**AIM OF THE EXERCISE:** Beginning with the line containing "instance: [(469, 117)]" and ending with the last line of the records, set down every line exactly.

- Opening Delimiter -

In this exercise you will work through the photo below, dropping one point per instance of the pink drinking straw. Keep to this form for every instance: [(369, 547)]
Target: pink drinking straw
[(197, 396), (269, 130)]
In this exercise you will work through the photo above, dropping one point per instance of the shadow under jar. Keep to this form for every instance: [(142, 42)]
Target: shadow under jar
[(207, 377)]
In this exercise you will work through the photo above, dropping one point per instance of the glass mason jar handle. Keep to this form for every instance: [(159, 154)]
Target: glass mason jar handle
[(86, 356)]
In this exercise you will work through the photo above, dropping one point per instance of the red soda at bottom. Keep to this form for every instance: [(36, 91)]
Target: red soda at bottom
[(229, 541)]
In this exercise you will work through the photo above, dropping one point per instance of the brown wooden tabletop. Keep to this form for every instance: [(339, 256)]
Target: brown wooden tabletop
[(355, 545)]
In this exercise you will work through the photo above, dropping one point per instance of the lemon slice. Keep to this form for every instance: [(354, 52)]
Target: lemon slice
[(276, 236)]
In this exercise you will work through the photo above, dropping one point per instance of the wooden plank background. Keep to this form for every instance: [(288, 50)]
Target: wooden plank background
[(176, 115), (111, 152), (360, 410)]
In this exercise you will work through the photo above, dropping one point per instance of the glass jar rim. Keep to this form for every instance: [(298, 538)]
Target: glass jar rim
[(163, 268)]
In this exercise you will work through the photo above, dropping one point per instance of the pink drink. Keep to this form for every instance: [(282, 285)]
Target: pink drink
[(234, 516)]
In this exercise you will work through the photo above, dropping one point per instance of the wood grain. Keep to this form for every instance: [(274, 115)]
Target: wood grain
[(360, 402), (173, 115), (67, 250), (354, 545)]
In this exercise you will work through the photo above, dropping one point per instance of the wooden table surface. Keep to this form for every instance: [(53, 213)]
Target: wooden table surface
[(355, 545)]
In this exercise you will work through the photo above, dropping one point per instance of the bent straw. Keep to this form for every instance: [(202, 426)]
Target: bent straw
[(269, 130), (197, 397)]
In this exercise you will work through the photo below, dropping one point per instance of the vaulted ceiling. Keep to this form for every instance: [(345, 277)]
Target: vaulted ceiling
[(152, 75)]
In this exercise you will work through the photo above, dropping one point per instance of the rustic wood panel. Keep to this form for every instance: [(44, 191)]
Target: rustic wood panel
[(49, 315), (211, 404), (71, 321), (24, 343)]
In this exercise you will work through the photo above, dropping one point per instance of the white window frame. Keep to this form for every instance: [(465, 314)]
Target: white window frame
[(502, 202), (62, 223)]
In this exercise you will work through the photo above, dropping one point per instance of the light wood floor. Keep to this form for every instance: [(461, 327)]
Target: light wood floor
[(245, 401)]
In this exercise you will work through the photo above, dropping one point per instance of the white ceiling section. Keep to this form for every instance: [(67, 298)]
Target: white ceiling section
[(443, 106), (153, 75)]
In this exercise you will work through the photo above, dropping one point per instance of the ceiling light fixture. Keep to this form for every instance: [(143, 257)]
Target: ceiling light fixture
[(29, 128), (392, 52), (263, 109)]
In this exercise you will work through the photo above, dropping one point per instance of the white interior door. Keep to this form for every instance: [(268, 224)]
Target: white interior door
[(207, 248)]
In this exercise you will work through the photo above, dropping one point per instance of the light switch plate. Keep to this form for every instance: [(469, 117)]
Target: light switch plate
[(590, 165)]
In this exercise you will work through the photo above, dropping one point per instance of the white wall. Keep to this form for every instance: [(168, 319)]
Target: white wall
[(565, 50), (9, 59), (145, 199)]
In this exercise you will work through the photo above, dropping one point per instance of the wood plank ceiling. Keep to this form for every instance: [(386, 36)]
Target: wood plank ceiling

- Closing Delimiter -

**TASK RESULT:**
In this exercise you will work through the photo above, dropping one point per instance of the light switch plate. Keep to this form for every instance: [(469, 117)]
Target: light switch plate
[(590, 165)]
In this exercise you will work through the photo above, dropping one point per instance of the white wall. Keep to this form for every instance: [(168, 319)]
Target: white wall
[(565, 50), (9, 59), (145, 199)]
In this exercise you will work through the photo above, dropping one point per instance of the wood plank ceiling. Keep to this form for every instance: [(386, 36)]
Target: wood plank ceiling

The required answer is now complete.